REQUIRED WORK: Your reply should repeat all records verbatim and contain no images.

[Stored data entries]
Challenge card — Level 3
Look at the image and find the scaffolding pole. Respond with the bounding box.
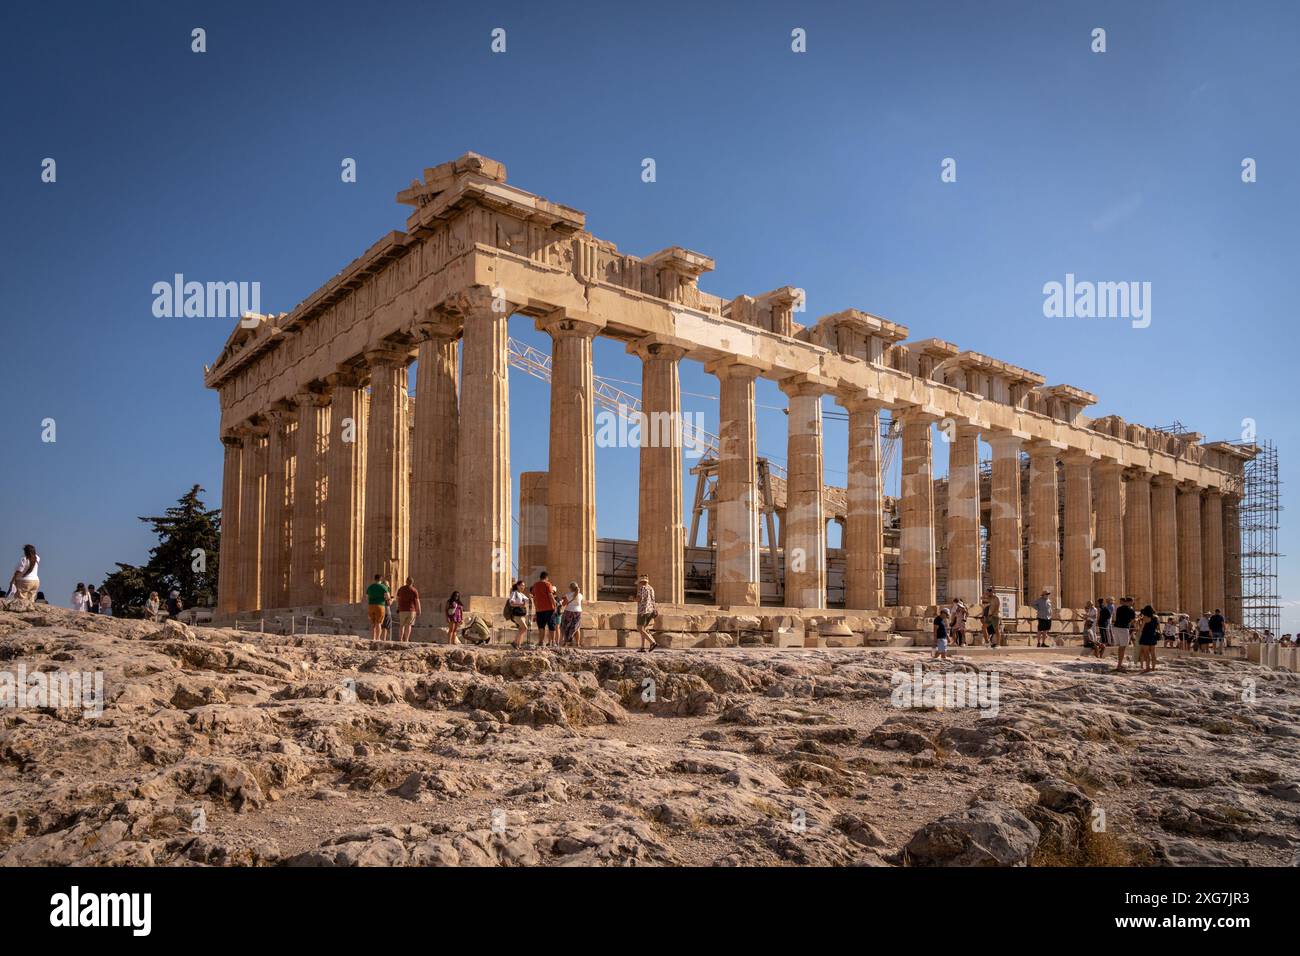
[1237,439,1281,635]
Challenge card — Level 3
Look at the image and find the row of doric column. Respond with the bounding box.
[218,306,1241,621]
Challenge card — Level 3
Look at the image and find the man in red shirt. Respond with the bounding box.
[395,577,421,643]
[531,571,558,647]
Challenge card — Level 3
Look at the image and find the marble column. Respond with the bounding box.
[456,291,512,598]
[633,339,687,605]
[897,409,937,608]
[363,349,411,587]
[1201,490,1225,614]
[217,434,243,615]
[291,390,330,606]
[780,378,827,609]
[839,395,885,611]
[1223,493,1243,623]
[1061,451,1095,609]
[987,433,1024,598]
[1150,475,1180,612]
[238,424,268,612]
[543,316,600,598]
[708,359,762,607]
[1093,460,1126,602]
[945,423,982,605]
[261,406,296,609]
[410,327,460,604]
[518,471,549,581]
[1026,443,1061,603]
[324,372,367,604]
[1124,469,1153,603]
[1177,483,1203,614]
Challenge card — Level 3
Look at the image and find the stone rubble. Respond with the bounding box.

ANSWER TO THE PROBLEM:
Challenge card — Level 3
Look at the image and find the scaffolding pole. Respond with the bounding box.
[1237,439,1281,635]
Challenge card — Level 3
Look at the image and find the row of doric column. Respond with the bounding box.
[218,306,1241,621]
Challenge card — Level 3
Look at the image and find the man in red shirt. Respond with the bounding box.
[395,577,421,643]
[531,571,558,647]
Challenge card — Level 3
Look at the image and find the marble column. Respond with the bounding box.
[456,291,512,598]
[633,339,687,605]
[897,409,937,608]
[363,349,411,587]
[1201,490,1225,614]
[217,434,243,615]
[291,390,330,606]
[780,378,827,609]
[839,395,885,611]
[1223,493,1243,623]
[1061,451,1095,609]
[987,433,1024,598]
[1150,475,1180,612]
[238,424,268,612]
[543,316,600,598]
[708,359,762,607]
[1093,460,1126,602]
[945,423,982,605]
[261,406,296,609]
[410,327,460,604]
[518,471,549,581]
[1026,443,1061,603]
[324,372,367,604]
[1124,469,1153,603]
[1177,483,1203,614]
Challenge card — Level 3
Look at the image and find the stone rubble. Respond with the bounding box.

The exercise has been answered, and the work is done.